Stored items from a collection:
════════════════

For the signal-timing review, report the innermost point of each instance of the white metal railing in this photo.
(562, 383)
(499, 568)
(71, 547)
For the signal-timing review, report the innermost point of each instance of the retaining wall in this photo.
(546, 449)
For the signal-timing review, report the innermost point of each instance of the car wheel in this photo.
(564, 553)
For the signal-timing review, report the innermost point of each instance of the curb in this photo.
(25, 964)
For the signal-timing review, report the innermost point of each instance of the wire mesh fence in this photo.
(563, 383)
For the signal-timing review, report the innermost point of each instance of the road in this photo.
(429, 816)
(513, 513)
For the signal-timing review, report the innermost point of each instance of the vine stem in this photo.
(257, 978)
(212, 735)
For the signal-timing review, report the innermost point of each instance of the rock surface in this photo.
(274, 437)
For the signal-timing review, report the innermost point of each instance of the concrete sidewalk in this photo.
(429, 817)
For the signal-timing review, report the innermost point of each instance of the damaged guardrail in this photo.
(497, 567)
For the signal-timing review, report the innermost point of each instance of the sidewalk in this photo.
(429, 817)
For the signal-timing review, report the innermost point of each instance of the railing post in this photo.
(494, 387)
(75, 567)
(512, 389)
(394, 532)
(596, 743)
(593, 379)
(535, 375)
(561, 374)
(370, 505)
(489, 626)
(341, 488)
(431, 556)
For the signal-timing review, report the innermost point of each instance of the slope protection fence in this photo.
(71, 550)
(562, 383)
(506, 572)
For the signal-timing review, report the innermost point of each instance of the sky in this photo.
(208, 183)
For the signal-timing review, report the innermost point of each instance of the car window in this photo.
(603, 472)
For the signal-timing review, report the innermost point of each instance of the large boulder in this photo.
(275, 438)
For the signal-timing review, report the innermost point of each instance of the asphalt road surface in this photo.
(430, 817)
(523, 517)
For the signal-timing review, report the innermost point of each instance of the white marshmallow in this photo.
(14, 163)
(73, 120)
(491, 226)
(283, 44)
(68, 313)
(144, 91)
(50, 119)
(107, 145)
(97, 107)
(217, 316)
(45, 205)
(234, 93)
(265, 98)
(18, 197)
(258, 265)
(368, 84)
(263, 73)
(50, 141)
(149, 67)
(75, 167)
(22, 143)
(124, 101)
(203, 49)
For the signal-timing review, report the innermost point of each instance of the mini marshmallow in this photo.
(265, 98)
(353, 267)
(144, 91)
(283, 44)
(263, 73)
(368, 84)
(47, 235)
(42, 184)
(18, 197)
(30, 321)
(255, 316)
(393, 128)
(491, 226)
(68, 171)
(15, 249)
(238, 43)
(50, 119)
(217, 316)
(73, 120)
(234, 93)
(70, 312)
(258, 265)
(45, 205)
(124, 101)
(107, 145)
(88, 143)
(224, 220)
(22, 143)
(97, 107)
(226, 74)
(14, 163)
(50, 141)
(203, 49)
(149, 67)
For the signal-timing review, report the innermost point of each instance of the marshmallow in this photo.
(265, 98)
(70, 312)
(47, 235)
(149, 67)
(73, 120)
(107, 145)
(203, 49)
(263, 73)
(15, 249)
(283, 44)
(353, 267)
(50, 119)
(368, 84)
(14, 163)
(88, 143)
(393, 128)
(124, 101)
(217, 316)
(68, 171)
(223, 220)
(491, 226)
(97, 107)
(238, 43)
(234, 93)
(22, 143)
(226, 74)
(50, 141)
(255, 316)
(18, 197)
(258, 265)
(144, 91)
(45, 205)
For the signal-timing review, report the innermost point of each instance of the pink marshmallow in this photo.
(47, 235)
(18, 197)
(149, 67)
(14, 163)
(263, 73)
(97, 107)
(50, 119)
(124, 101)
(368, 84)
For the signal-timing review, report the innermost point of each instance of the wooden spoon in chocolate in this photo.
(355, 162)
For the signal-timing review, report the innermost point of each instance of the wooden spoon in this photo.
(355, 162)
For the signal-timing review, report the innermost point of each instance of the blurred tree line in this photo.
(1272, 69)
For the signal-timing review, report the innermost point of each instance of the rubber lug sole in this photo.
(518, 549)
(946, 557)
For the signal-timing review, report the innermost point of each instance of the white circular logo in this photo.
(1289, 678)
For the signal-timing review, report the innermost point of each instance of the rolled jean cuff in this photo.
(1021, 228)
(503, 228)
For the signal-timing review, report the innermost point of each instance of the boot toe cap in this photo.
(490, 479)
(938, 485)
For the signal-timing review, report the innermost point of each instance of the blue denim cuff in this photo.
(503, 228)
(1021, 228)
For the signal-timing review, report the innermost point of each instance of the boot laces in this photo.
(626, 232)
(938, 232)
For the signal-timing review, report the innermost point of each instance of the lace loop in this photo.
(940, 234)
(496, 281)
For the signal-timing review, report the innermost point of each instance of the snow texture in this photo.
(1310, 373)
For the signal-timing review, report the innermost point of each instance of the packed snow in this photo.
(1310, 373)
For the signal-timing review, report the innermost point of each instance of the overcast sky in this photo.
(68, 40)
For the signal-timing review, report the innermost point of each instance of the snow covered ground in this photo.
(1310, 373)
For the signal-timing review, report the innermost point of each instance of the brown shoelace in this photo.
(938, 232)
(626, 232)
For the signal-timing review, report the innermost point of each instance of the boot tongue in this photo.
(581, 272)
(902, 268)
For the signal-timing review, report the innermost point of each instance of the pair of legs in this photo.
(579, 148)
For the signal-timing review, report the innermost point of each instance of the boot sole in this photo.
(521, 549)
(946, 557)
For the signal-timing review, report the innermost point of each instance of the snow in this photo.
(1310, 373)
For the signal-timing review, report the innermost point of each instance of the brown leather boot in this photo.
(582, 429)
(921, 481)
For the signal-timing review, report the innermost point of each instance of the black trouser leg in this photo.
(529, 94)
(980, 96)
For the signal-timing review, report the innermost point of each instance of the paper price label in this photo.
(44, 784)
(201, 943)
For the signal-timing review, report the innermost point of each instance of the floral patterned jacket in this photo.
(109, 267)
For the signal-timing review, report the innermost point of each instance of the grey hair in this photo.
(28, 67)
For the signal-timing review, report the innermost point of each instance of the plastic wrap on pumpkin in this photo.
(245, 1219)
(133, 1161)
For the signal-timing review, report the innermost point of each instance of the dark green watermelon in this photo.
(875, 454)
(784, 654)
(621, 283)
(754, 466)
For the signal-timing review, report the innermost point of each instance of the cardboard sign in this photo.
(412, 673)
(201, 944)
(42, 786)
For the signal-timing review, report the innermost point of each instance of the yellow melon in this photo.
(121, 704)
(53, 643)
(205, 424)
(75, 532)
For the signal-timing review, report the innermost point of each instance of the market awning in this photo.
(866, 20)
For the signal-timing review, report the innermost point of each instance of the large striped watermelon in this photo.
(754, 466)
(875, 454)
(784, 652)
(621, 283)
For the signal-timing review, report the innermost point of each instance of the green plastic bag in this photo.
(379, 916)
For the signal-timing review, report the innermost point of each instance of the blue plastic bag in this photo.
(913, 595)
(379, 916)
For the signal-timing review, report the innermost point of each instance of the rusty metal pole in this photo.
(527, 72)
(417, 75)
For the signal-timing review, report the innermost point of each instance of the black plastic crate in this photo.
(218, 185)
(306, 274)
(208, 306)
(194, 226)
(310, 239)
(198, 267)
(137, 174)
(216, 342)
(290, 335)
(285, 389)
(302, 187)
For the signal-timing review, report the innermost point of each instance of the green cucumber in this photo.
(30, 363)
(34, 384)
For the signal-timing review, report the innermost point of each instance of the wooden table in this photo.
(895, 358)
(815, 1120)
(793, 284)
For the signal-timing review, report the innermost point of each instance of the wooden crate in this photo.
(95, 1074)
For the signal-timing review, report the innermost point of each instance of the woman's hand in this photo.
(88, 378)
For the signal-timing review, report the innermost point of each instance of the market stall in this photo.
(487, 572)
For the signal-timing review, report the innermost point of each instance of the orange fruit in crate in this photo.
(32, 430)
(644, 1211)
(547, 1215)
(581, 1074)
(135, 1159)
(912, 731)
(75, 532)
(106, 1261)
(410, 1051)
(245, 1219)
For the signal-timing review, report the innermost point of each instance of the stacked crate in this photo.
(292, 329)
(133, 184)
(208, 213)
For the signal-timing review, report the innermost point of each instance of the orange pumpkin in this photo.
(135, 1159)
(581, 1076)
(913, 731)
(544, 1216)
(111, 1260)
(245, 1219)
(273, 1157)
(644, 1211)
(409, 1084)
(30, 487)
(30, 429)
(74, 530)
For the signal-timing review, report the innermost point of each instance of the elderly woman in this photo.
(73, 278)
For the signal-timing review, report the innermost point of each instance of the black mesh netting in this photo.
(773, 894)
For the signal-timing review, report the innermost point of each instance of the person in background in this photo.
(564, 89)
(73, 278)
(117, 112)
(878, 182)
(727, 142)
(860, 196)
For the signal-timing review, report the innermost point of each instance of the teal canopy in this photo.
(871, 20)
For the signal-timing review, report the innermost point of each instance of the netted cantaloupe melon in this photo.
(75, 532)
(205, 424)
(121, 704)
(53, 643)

════════════════

> _Problem to work on_:
Reproduce exactly the lines from the one with "canopy in this photo." through the end of the entries above, both ends included.

> _Reply_:
For the signal-timing review, report the innermost point of each instance of the teal canopy in this photo.
(871, 20)
For the signal-timing review, report the innermost point of each instance of the netted cantaloupe melon in this photo.
(75, 532)
(205, 424)
(121, 704)
(53, 643)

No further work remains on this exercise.